──────── Extracted text ────────

The One Anti-Obamacare Meme Still Going Strong Among Conservatives

Start your day with TPM.
Sign up for the Morning Memo newsletter

The news last week that Obamacare had reached 7 million enrollees killed a number of conservatives’ favorite memes against the law — more people had lost coverage than gained it, nobody wanted to sign up for it at all, etc. But even with some of the law’s best news in months, one attack was still going strong.

Obamacare is a raw deal — a disaster, really — for young Americans.

“Young people propelled Obama to office, but have not seen any benefits from his agenda. The latest youth unemployment figures show how Obama’s policies of higher taxes, increased regulations and, most importantly, ObamaCare have stunted Millennials economic opportunity,” Raffi Williams, a spokesman for the Republican National Committee, said in a Friday statement. “I just wish Obama would get out of the way and allow my generation to chase our American Dream.”

The truth, as is usually the case, is a bit more complicated.

To be upfront: Some young people, such as those who make more money and therefore won’t qualify for financial help under the law, will likely end up paying more for health insurance. That’s because — as The New Republic’s Jonathan Cohn explains — young people benefitted from the old private insurance system, which allowed insurers to discriminate against those with pre-existing conditions or charge sicker customers considerably more, that Obamacare reforms.

──────── Data for analysis ────────

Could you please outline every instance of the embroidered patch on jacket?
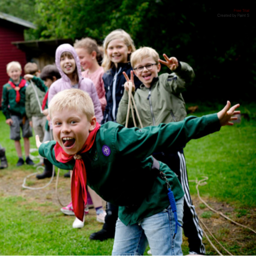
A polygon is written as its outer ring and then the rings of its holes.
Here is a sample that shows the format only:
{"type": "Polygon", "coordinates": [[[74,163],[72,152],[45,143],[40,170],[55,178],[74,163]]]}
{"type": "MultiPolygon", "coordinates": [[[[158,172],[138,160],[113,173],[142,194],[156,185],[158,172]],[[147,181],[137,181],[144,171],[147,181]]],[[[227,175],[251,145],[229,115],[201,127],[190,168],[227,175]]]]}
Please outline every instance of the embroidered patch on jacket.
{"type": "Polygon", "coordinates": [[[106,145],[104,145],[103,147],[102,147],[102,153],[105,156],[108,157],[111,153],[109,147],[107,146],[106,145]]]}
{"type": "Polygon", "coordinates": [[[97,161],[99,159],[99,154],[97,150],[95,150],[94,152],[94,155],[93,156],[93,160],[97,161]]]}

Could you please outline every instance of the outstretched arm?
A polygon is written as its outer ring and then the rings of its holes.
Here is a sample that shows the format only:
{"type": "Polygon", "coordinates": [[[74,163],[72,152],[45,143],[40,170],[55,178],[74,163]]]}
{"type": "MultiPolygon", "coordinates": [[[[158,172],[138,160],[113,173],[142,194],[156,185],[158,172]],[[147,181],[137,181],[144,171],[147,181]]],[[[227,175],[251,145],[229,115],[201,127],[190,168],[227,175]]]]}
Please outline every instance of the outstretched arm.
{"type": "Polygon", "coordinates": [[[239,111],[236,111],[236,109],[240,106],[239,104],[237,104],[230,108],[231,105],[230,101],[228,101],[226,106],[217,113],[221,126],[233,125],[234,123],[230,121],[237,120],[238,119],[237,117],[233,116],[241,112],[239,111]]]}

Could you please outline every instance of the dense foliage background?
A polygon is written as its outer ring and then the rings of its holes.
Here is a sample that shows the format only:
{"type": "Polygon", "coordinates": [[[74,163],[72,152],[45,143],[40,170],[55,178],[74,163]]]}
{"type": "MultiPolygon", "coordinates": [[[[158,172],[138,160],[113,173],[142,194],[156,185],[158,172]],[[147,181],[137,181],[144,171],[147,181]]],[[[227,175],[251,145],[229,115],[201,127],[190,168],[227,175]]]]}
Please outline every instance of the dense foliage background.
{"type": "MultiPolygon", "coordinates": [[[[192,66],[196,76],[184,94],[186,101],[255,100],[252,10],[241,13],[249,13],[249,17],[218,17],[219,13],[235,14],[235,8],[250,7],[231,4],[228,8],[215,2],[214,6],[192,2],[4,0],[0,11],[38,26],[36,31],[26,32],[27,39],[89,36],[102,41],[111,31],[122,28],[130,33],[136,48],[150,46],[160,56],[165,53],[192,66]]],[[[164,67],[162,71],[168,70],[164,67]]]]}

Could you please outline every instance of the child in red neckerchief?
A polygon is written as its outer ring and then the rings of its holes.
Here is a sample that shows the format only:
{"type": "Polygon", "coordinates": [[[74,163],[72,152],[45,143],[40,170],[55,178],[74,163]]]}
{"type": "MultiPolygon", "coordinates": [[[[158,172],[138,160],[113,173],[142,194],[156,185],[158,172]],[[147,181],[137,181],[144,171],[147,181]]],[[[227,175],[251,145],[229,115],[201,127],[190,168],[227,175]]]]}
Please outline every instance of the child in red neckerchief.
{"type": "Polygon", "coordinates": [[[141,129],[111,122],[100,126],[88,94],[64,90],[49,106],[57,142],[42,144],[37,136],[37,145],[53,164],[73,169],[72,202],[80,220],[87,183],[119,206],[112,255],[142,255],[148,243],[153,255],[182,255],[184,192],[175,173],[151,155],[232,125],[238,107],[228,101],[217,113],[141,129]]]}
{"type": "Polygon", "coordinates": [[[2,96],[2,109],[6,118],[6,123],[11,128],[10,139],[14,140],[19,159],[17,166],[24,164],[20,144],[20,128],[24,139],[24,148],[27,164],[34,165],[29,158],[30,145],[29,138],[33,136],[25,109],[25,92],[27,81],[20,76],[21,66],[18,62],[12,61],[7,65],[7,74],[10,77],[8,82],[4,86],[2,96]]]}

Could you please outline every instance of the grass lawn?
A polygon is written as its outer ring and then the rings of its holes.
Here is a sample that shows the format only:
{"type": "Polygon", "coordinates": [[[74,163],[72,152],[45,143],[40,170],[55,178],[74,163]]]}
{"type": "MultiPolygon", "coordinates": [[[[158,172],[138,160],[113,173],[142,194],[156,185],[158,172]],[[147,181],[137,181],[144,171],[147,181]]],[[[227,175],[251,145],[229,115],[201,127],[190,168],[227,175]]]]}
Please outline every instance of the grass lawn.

────────

=== What you need to do ===
1. Return the passage of the Obamacare article from "The One Anti-Obamacare" up to and including "still going strong.", with no changes.
2. Using the Obamacare article, say whether each statement agrees with it: (a) Obamacare reached 7 million enrollees. (b) Raffi Williams is a spokesman for the Democratic National Committee. (c) The article says all young people will pay more for health insurance under the law. Answer yes or no for each, and quote the words of the article that decide it.
3. Rewrite the paragraph of the Obamacare article that begins "The news last week that Obamacare" in fewer words, keeping its main facts.
Answer from the article's text only.

=== Answers to each task ===
1.
The One Anti-Obamacare Meme Still Going Strong Among Conservatives

Start your day with TPM.
Sign up for the Morning Memo newsletter

The news last week that Obamacare had reached 7 million enrollees killed a number of conservatives’ favorite memes against the law — more people had lost coverage than gained it, nobody wanted to sign up for it at all, etc. But even with some of the law’s best news in months, one attack was still going strong.

2.
(a) Yes: "Obamacare had reached 7 million enrollees"
(b) No: "a spokesman for the Republican National Committee"
(c) No: "Some young people, such as those who make more money and therefore won’t qualify for financial help under the law, will likely end up paying more for health insurance"

3. News last week that Obamacare had reached 7 million enrollees ended several favorite conservative memes against the law, such as the claims that more people lost coverage than gained it and that nobody wanted to sign up. Even amid some of the law's best news in months, one line of attack was still going strong.